EXERCISE REQUIREMENTS:
Wherever a line in the records contains the word "steel", return that line.

MATERIAL SHOWN START

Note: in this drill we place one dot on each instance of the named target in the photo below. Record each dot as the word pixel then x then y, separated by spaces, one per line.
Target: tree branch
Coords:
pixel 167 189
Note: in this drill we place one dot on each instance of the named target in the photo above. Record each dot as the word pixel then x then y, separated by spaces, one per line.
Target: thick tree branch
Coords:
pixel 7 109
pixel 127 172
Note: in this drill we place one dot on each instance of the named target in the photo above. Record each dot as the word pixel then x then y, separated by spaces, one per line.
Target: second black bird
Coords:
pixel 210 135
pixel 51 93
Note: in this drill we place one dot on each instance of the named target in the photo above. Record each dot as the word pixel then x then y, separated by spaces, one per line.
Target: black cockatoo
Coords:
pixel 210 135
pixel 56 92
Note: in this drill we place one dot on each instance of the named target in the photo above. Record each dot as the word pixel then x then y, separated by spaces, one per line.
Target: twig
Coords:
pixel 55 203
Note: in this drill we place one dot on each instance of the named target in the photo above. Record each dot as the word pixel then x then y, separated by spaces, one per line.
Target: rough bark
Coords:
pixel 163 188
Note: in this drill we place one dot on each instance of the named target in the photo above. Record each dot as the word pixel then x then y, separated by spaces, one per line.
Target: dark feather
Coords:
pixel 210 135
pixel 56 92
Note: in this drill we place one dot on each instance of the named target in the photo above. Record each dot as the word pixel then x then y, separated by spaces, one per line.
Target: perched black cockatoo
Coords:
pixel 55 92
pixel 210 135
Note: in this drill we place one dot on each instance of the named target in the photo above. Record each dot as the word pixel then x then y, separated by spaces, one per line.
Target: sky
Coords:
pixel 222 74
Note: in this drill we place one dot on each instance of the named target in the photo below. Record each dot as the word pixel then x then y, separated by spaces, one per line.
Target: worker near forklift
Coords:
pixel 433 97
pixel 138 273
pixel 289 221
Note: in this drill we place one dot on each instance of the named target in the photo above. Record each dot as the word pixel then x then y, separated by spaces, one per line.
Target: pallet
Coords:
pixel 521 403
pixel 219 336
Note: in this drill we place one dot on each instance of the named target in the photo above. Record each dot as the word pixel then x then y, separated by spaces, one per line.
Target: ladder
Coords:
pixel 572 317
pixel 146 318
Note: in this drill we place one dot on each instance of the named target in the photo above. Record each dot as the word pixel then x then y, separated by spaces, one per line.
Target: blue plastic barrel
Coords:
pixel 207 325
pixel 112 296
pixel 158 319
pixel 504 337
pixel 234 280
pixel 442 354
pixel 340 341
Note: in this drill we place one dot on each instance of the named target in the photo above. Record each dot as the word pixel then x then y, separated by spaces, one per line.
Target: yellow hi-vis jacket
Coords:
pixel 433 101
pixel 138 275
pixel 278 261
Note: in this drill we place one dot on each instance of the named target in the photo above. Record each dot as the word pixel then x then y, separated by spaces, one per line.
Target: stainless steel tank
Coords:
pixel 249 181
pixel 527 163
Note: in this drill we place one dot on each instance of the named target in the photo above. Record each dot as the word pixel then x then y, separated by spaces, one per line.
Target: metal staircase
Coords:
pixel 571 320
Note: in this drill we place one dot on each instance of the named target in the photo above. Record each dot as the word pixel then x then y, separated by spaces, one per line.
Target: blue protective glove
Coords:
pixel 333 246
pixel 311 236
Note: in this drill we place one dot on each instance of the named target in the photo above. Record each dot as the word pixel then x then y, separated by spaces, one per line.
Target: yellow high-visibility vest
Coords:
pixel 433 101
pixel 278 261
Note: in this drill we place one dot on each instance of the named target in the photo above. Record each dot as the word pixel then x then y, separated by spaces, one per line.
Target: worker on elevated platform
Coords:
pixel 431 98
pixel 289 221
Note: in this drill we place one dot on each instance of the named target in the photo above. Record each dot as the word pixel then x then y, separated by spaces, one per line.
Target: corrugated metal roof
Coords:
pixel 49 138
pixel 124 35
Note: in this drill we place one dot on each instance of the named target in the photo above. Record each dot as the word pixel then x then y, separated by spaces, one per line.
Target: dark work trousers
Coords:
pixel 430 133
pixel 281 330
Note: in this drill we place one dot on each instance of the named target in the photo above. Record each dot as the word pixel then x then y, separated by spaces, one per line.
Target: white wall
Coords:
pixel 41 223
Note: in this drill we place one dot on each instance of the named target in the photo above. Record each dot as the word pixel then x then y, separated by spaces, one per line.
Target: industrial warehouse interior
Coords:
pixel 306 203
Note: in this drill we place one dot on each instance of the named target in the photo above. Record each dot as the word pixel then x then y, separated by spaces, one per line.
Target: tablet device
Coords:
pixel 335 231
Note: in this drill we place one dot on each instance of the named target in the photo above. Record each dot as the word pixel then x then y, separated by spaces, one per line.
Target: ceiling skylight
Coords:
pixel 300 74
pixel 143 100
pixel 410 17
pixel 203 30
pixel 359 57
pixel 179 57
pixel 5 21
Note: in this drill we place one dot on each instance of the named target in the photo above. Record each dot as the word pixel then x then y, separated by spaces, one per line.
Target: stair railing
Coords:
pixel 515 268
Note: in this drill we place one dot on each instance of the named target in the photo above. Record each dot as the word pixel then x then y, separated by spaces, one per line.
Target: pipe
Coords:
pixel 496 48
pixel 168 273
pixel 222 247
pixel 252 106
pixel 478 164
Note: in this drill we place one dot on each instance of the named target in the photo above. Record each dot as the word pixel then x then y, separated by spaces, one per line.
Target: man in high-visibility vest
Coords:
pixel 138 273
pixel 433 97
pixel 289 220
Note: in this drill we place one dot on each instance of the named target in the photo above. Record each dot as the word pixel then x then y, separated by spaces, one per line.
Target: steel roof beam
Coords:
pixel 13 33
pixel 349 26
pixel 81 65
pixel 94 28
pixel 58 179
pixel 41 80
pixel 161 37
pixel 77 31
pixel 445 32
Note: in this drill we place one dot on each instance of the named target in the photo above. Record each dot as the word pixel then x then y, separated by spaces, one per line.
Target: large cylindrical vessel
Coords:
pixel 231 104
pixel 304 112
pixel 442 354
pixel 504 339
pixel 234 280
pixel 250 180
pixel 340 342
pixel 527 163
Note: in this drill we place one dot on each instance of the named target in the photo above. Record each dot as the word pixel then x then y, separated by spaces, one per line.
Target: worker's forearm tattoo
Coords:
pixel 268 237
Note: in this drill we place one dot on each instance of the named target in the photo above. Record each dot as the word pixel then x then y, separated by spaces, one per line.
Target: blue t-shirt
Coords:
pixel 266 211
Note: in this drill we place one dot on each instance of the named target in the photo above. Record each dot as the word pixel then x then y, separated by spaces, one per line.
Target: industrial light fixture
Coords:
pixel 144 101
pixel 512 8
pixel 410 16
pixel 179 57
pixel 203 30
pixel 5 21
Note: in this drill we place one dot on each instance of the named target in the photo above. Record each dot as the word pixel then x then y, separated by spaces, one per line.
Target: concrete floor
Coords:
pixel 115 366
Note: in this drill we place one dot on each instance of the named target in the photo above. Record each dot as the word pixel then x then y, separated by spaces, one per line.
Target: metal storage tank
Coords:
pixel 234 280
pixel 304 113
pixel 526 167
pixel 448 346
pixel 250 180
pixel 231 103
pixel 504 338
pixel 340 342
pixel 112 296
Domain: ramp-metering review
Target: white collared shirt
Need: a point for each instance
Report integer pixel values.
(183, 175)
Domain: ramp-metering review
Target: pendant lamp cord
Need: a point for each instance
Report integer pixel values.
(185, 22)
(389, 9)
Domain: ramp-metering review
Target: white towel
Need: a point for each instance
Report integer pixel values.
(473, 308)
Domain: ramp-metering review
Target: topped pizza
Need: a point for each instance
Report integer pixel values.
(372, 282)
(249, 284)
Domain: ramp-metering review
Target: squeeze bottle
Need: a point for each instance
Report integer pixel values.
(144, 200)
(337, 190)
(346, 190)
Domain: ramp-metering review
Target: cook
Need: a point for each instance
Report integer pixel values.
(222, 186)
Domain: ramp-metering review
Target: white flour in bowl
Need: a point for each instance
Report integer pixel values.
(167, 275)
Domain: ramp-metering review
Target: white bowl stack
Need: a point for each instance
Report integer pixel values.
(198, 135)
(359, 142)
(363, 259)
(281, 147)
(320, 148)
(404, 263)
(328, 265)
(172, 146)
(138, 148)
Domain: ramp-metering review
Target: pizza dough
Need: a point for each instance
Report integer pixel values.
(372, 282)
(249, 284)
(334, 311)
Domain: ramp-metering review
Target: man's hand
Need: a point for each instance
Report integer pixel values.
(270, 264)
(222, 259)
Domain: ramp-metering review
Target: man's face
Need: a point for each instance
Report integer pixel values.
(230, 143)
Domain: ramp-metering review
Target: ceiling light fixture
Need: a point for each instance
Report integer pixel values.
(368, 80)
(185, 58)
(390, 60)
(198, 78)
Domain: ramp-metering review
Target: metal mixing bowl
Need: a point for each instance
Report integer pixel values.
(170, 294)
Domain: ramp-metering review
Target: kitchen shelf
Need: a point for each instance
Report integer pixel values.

MATERIAL SHOWN END

YOUR SOLUTION:
Target: stainless steel tank
Target: steel roof beam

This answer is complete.